### PROBLEM STATEMENT:
The records that follow must be repeated verbatim, every one of them.
● ● ● ●
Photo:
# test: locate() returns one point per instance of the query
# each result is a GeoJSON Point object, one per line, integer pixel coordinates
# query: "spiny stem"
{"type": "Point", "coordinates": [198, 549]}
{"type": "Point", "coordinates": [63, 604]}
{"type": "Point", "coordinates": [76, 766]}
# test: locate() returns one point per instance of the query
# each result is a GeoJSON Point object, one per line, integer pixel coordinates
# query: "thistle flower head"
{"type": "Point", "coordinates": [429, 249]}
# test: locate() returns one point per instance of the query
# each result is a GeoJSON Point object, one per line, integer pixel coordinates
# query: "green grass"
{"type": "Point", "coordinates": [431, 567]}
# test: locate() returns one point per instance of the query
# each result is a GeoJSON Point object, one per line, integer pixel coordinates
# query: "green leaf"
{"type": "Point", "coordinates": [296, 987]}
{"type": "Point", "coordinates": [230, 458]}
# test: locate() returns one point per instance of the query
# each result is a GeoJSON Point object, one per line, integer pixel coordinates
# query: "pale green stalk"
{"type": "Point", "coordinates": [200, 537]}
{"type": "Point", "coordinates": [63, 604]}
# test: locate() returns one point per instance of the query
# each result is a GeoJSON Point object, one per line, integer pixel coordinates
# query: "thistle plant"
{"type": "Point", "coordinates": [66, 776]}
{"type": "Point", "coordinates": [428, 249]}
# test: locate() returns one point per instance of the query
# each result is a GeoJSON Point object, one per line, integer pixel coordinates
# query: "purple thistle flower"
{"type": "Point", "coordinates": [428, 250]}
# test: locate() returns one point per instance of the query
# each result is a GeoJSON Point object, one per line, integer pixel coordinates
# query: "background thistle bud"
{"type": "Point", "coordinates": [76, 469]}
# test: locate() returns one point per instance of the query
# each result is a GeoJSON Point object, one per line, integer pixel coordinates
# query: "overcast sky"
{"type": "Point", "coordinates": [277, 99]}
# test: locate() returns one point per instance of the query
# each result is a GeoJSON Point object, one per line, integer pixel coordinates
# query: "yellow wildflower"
● ● ● ●
### TASK ANSWER:
Photo:
# test: locate() returns one point per instance of the query
# each result is a GeoJSON Point object, one per line, integer pixel coordinates
# query: "spiny stem"
{"type": "Point", "coordinates": [198, 549]}
{"type": "Point", "coordinates": [63, 604]}
{"type": "Point", "coordinates": [76, 766]}
# test: locate() returns one point per instance of the query
# each result is a GeoJSON Point object, one per line, integer pixel coordinates
# query: "thistle flower head"
{"type": "Point", "coordinates": [429, 249]}
# test: locate() returns one point per instance of the query
# each result is a GeoJSON Point object, one per line, integer pixel coordinates
# query: "green grass"
{"type": "Point", "coordinates": [431, 567]}
# test: locate() returns one point per instance of the query
# each result is a GeoJSON Point object, one per line, integer pixel coordinates
# query: "green leaf"
{"type": "Point", "coordinates": [296, 987]}
{"type": "Point", "coordinates": [230, 458]}
# test: locate() returns one point per instance of the query
# each result is a GeoJSON Point object, one per line, integer pixel coordinates
# query: "pale green stalk"
{"type": "Point", "coordinates": [200, 537]}
{"type": "Point", "coordinates": [63, 604]}
# test: locate() returns one point per instance of the query
# each result is a GeoJSON Point object, one per line, integer pixel coordinates
# query: "thistle plant"
{"type": "Point", "coordinates": [66, 776]}
{"type": "Point", "coordinates": [428, 249]}
# test: locate() returns one point per instance of the query
# each result is a GeoJSON Point object, one per line, integer pixel coordinates
# query: "purple thistle flower"
{"type": "Point", "coordinates": [428, 250]}
# test: locate() returns one point per instance of the query
# each result is a GeoJSON Point object, one per line, integer pixel coordinates
# query: "background thistle bud"
{"type": "Point", "coordinates": [76, 469]}
# test: locate() returns one point per instance of the query
# each result is a GeoJSON Point object, one per line, integer pixel coordinates
# query: "overcast sky"
{"type": "Point", "coordinates": [277, 99]}
# test: locate() returns one point per instance of the query
# each result is a GeoJSON Point object, one per line, integer pixel coordinates
# query: "yellow wildflower"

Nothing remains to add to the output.